TASK STATEMENT:
Return each line of the listing below that contains the word "field".

RAW RECORDS:

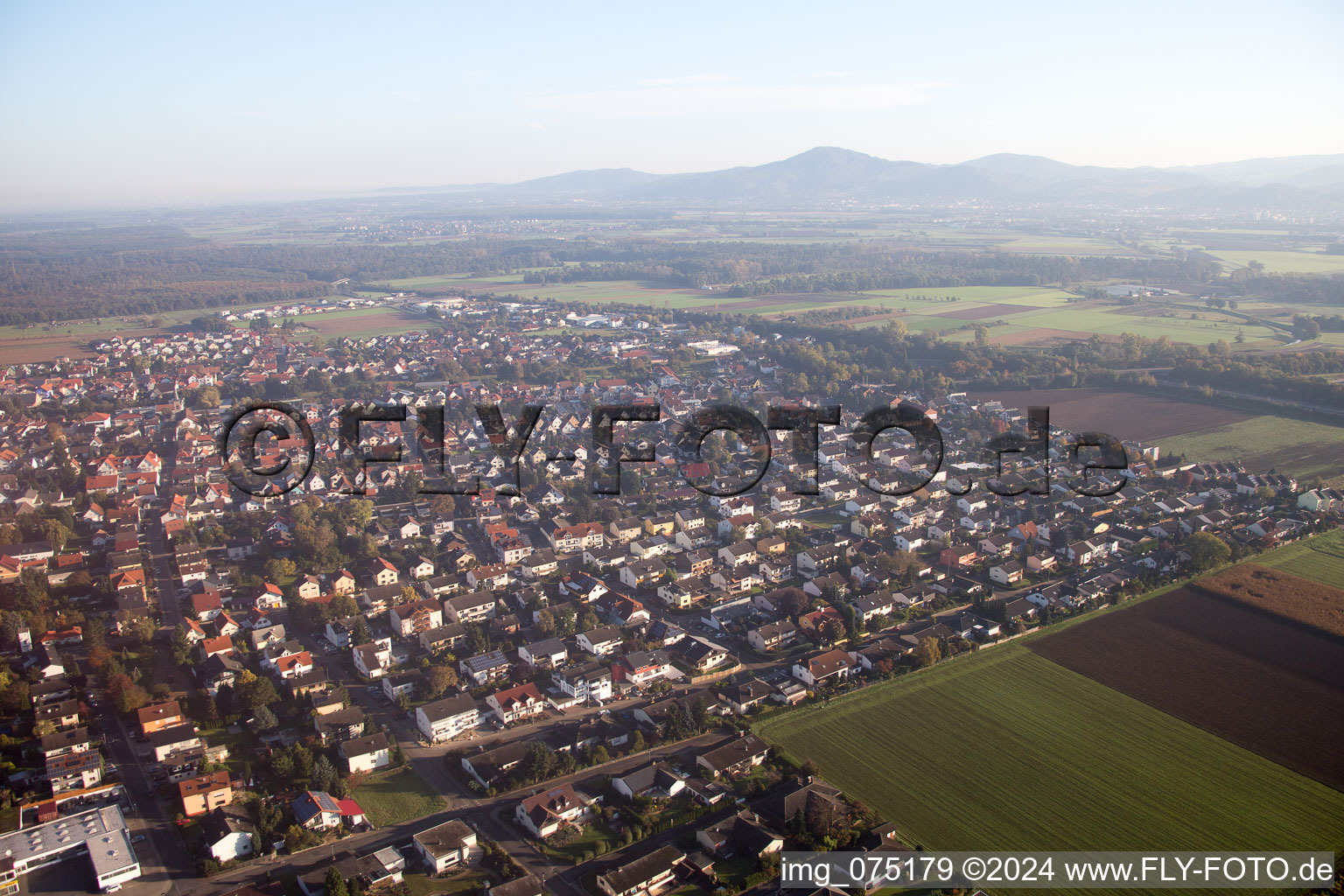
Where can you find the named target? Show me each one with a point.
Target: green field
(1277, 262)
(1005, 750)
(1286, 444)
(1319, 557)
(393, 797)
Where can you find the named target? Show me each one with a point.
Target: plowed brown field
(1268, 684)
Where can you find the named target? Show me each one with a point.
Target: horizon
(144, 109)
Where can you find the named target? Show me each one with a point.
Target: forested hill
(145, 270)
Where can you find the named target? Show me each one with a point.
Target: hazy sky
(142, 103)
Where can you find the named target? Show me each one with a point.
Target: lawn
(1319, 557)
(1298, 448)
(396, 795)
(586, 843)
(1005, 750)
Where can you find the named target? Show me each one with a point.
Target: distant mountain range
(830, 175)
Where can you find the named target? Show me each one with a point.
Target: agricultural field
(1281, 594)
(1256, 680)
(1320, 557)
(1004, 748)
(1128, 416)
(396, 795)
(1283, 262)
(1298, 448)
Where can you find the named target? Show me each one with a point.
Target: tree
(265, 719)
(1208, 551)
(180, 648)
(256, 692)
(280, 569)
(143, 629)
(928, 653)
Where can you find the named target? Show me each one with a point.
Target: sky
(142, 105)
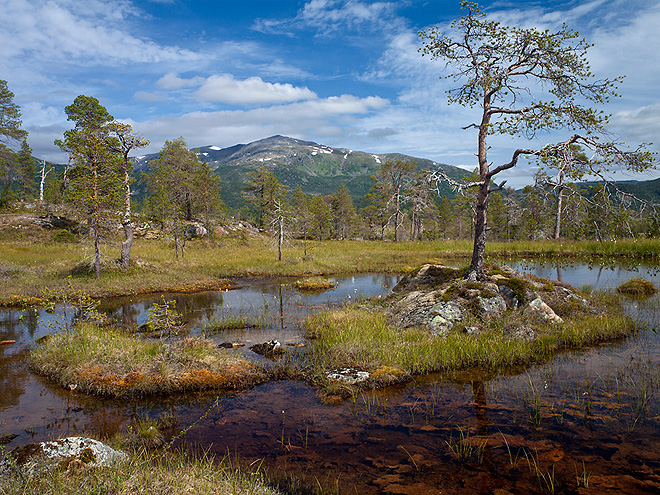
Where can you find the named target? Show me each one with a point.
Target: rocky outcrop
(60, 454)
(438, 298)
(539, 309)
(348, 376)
* * *
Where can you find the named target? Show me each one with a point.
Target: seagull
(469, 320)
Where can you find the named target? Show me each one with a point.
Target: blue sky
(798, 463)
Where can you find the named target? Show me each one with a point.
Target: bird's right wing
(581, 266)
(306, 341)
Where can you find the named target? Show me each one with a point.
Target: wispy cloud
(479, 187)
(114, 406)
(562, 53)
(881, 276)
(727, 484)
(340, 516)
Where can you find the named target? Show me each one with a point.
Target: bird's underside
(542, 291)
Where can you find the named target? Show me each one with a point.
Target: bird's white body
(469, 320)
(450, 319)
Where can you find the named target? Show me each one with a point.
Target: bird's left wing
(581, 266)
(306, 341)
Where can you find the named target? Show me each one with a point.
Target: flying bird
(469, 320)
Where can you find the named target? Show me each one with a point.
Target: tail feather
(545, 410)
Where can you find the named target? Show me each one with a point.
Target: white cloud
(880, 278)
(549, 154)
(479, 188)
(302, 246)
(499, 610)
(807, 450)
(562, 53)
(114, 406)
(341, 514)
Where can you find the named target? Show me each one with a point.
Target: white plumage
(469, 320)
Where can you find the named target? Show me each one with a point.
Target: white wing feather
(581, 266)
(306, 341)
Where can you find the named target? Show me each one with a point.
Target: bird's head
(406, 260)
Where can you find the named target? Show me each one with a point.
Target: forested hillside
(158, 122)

COMPLETE ANSWER:
Target: green field
Target: plowed brown field
Target: agricultural field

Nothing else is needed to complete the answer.